Published on January 31, 2022 by Paul Francis
Diffix Elm automates what statistics offices have been doing for decades
Diffix Elm is a methodology for dynamic data anonymization. Dynamic means that it operates on a query-by-query basis (versus generating a single static anonymized table). Diffix Elm is essentially an SQL query engine. It accepts SQL queries with a limited syntax, reads the original personal data, and returns an anonymized answer.
The two strong anonymization models that get the most attention are k-anonymity and Differential Privacy. You might be surprised to learn, then, that organizations like statistics offices, which routinely release anonymized data about whole populations, don’t use these models per se*. Rather, they use a combination of mechanisms. The most commonly used mechanisms are aggregation, generalization, noise, suppression, and swapping. These mechanisms have safely been in use for decades.
Diffix Elm uses these mechanisms too. You can think of Diffix Elm as automating and generalizing the bespoke methods used by statistics bureaus. In so doing, Diffix Elm brings “census strength” anonymization to non-experts across a wide range of use cases and datasets.
In this article, we describe how and why Diffix Elm uses these mechanisms. Along the way, we contrast them with how the mechanisms are used by the Australian Bureau of Statistics (ABS), the US Census Bureau (USCB), and the UK Office for National Statistics (ONS).

Record extracts —

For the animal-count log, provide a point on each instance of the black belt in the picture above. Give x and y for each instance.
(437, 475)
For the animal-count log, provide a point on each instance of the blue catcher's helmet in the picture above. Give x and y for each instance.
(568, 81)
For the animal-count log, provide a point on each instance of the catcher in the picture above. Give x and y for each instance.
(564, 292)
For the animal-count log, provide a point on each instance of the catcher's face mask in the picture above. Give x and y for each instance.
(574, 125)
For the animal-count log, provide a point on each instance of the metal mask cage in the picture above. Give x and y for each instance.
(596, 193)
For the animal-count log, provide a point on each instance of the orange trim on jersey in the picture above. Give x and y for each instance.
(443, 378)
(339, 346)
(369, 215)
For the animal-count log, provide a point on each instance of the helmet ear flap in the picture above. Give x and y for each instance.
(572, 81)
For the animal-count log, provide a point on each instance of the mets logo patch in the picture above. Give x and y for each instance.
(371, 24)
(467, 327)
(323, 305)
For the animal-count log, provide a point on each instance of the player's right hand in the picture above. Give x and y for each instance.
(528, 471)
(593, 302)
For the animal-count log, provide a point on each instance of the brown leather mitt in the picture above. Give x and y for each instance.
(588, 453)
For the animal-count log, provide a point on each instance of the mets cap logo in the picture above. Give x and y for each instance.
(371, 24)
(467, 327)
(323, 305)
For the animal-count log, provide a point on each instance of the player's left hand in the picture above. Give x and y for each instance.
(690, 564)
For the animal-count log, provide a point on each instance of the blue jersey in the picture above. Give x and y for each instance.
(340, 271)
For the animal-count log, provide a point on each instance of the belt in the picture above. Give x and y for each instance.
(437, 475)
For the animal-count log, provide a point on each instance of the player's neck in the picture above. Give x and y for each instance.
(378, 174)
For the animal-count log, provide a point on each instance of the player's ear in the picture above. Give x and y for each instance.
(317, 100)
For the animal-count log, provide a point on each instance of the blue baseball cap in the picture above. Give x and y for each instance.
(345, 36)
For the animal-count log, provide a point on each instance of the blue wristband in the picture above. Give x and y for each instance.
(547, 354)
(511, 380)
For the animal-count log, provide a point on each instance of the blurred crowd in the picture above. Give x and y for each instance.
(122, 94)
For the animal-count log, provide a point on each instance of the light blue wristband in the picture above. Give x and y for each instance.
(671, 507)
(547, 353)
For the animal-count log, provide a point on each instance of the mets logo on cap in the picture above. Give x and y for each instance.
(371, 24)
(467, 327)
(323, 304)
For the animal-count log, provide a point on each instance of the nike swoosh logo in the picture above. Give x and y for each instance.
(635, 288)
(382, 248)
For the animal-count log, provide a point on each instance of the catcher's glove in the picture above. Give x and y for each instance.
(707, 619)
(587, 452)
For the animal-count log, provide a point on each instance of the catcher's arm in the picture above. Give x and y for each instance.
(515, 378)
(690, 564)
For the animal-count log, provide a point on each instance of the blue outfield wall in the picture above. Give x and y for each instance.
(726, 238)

Stated exercise — From the Diffix Elm article above, list every mechanism that the article names as most commonly used by statistics offices.

Response to this exercise —
- Aggregation
- Generalization
- Noise
- Suppression
- Swapping